* Begin Extracted records *

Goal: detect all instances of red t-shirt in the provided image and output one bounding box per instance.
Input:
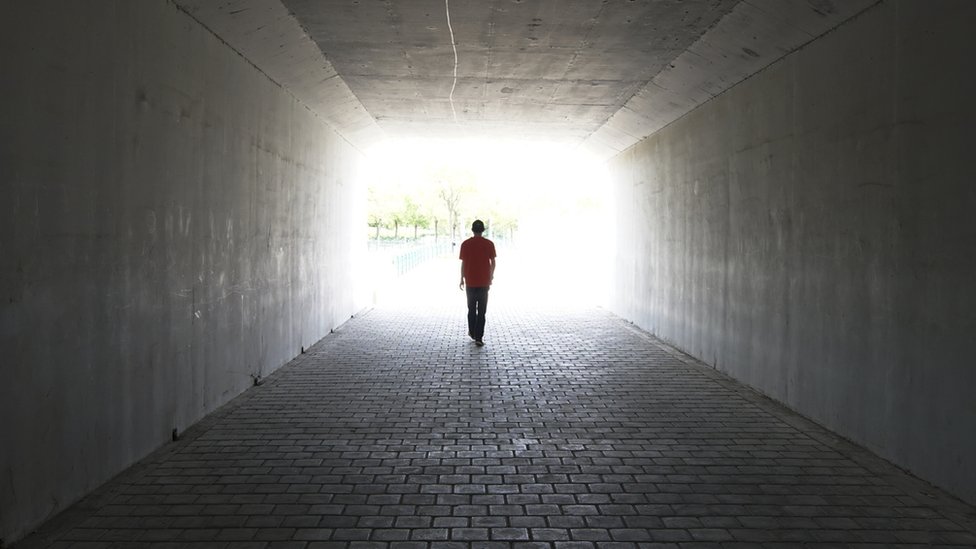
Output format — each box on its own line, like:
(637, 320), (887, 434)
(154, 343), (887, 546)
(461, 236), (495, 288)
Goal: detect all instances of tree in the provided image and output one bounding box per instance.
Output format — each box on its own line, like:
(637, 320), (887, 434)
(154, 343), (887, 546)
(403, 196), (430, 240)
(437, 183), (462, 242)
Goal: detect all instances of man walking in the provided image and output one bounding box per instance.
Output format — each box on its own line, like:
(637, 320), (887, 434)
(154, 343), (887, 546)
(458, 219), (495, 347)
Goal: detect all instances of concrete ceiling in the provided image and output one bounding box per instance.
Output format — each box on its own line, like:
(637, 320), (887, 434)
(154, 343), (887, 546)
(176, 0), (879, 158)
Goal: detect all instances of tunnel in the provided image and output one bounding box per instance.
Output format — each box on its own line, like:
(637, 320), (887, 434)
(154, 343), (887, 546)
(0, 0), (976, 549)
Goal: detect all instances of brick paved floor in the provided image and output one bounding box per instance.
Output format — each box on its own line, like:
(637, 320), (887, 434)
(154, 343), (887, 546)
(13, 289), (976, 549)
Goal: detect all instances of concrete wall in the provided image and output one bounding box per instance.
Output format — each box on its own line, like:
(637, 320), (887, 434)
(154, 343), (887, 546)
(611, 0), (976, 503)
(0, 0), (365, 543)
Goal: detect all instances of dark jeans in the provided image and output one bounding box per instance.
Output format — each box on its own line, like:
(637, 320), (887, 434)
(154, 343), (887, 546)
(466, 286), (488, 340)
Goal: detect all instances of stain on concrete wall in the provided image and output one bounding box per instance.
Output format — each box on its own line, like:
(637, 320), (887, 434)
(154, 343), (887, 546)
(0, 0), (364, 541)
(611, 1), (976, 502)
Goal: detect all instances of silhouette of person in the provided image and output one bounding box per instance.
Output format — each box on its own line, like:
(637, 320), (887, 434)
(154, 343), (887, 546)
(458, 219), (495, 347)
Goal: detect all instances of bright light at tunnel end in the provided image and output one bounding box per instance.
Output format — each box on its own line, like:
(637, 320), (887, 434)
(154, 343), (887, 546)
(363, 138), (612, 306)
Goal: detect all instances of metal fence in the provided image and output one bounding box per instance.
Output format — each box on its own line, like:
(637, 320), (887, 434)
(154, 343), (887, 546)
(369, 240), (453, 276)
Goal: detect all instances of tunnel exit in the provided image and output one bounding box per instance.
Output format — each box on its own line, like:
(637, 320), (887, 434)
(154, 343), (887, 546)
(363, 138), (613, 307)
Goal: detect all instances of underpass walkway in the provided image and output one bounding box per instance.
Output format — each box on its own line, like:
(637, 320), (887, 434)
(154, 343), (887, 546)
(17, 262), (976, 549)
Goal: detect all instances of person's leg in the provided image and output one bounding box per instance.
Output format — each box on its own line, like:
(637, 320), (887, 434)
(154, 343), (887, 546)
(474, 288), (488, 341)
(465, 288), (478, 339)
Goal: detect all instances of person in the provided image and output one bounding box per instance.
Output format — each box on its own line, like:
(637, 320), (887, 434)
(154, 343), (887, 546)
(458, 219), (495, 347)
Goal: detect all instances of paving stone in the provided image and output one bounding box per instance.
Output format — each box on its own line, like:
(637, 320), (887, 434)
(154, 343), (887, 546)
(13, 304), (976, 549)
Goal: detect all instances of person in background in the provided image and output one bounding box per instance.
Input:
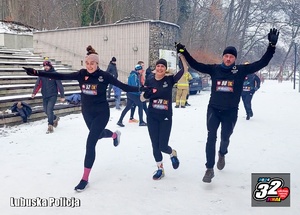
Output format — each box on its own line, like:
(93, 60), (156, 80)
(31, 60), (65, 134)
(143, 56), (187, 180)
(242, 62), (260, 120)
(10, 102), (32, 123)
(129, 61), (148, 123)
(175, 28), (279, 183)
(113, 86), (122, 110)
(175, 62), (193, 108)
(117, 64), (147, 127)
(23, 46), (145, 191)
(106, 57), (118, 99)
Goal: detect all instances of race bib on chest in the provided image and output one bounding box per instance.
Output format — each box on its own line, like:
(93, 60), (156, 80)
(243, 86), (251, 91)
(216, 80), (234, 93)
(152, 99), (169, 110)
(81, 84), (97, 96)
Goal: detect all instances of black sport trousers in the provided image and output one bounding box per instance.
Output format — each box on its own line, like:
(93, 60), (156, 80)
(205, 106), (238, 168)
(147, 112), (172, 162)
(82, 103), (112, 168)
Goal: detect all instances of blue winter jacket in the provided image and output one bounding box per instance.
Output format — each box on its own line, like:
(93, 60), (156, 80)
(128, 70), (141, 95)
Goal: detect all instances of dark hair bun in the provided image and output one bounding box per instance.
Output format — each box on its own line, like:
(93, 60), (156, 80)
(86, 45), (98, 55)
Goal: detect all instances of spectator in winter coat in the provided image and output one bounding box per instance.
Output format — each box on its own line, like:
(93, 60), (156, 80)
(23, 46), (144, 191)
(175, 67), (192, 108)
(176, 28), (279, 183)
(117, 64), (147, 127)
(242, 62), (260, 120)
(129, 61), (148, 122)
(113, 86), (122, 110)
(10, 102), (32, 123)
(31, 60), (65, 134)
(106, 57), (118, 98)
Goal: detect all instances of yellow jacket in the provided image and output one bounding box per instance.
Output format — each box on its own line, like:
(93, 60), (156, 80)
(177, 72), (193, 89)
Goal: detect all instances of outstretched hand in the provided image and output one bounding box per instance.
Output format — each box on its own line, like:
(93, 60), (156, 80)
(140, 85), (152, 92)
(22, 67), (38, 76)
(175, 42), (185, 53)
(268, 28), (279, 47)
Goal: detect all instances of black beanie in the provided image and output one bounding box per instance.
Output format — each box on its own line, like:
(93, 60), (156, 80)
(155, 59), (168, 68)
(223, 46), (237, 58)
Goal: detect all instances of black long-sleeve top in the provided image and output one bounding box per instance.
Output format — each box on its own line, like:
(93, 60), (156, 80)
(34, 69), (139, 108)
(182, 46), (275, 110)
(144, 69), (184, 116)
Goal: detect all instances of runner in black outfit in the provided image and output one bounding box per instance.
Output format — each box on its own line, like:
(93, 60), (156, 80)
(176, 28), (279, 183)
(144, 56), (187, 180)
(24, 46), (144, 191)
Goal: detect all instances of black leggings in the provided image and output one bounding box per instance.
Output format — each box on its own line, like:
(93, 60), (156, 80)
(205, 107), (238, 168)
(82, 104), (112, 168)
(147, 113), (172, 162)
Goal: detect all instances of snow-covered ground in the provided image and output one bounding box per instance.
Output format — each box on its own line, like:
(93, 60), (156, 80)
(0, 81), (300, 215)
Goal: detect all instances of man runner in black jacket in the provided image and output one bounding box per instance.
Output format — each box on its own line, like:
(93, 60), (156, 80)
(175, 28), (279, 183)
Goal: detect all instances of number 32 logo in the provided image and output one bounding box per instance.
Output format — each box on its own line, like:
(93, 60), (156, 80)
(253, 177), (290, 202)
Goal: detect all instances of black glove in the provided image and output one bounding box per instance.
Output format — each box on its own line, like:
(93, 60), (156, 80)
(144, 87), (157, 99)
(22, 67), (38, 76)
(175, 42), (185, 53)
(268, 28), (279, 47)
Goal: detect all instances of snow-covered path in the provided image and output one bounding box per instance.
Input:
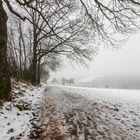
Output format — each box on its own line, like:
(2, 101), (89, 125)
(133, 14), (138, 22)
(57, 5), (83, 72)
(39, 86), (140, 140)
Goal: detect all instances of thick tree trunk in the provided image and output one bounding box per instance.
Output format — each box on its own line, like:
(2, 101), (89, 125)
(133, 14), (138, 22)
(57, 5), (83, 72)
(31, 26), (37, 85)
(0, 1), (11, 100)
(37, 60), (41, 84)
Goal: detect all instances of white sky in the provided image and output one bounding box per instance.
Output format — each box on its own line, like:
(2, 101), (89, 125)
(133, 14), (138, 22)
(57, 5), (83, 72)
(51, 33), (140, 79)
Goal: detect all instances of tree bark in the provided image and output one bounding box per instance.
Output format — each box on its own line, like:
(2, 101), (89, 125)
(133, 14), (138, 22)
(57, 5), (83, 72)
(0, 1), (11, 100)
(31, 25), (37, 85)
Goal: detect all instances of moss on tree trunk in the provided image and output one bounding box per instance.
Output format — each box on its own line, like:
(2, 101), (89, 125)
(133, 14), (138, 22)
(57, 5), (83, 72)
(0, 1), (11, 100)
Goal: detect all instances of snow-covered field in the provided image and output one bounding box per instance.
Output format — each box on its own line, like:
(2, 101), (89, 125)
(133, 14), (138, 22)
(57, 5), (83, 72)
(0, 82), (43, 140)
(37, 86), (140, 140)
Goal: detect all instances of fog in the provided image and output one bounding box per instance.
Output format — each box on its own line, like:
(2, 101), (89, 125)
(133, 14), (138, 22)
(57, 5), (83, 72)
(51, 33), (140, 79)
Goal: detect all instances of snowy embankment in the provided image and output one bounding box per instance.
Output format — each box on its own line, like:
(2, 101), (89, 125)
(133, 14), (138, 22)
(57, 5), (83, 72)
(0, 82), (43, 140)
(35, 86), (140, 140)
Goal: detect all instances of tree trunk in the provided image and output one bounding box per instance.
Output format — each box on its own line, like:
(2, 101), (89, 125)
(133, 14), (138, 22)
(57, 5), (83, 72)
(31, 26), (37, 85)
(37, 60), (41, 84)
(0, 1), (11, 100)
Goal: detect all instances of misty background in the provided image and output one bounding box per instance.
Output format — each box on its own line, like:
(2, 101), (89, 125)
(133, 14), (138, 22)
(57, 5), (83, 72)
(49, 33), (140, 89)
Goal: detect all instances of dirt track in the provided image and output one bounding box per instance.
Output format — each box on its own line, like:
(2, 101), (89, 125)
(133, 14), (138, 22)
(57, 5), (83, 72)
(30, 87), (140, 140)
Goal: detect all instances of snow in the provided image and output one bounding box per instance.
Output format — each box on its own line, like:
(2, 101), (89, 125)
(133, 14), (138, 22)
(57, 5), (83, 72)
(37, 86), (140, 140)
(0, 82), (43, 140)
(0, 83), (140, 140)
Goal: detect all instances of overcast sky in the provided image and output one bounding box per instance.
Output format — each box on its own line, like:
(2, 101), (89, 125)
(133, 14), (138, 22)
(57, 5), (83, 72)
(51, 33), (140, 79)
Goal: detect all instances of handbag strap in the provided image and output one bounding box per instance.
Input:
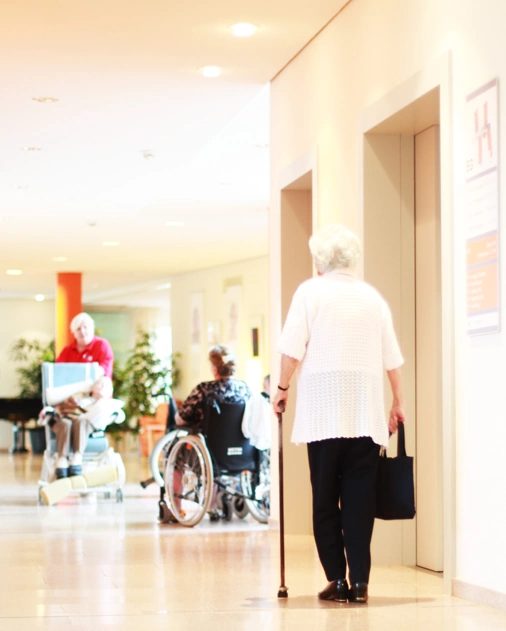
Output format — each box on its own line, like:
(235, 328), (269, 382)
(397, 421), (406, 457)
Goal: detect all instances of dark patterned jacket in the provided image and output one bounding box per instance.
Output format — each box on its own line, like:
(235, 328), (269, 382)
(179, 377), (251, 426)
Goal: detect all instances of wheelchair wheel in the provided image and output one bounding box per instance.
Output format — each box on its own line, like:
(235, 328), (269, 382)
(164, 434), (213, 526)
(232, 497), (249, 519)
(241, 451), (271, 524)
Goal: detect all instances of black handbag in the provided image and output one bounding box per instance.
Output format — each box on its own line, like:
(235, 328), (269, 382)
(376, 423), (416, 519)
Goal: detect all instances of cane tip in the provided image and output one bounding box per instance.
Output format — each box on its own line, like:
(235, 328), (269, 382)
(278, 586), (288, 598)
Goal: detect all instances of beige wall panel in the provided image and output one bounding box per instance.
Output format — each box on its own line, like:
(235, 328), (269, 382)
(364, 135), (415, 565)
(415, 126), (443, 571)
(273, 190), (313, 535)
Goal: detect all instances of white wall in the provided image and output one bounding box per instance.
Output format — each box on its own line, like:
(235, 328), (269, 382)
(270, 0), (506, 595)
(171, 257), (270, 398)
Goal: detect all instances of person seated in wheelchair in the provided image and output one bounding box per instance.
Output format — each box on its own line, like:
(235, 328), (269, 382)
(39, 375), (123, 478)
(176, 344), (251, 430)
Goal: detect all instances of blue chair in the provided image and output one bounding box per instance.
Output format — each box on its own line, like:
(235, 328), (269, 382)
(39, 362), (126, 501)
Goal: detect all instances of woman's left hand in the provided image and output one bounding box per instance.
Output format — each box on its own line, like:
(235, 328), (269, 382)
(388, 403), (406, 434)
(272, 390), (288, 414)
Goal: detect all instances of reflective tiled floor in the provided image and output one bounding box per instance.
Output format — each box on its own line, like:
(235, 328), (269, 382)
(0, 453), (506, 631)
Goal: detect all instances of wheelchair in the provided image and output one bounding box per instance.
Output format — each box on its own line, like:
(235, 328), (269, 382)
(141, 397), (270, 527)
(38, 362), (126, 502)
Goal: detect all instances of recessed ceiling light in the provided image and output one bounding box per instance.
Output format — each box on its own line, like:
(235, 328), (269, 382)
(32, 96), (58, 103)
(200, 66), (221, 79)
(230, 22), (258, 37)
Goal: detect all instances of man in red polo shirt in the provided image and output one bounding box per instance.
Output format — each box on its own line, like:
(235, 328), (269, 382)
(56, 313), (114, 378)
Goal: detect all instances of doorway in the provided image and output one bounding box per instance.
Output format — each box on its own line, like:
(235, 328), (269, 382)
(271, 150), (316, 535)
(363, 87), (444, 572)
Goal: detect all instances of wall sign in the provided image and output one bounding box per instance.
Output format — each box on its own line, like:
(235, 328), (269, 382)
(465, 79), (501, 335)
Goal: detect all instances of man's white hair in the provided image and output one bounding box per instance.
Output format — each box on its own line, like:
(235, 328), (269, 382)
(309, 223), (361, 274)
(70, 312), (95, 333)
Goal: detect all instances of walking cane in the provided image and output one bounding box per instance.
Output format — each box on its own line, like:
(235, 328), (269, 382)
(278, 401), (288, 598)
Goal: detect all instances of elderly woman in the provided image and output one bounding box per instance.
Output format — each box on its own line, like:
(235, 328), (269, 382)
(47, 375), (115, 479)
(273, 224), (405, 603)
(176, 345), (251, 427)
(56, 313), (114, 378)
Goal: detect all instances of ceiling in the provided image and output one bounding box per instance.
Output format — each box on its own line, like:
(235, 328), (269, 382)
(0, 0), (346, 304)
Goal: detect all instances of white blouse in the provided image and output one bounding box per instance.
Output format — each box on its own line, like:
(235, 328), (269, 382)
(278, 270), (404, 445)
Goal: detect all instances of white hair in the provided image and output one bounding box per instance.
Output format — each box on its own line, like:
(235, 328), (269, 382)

* End Extracted records *

Instruction -> Copy the data from the line with "Goal: detect all instances of snow in" up to and including the line with "(397, 421), (406, 457)", keeping the requests and their format samples unchanged but scaling every box coordinate in the answers by 1.1, rounded to whole numbers with halves going up. Give only those lines, and leave the pictures out.

Exercise solution ->
Goal: detect all instances of snow in the provided image and output one bounding box per instance.
Output format — each box on its own line, like:
(2, 101), (89, 125)
(133, 14), (138, 22)
(57, 5), (83, 72)
(41, 95), (154, 154)
(0, 90), (47, 154)
(0, 91), (154, 154)
Goal: detect all instances of overcast sky in the provided image and output one bounding box per instance.
Output format — each box on its own line, like:
(2, 101), (89, 125)
(133, 14), (138, 22)
(57, 5), (83, 72)
(56, 36), (154, 87)
Goal: detect all instances of handbag strap in the provided image and output one bounding box per instance.
Input:
Output format — each box on its own line, like:
(235, 328), (269, 382)
(437, 463), (447, 503)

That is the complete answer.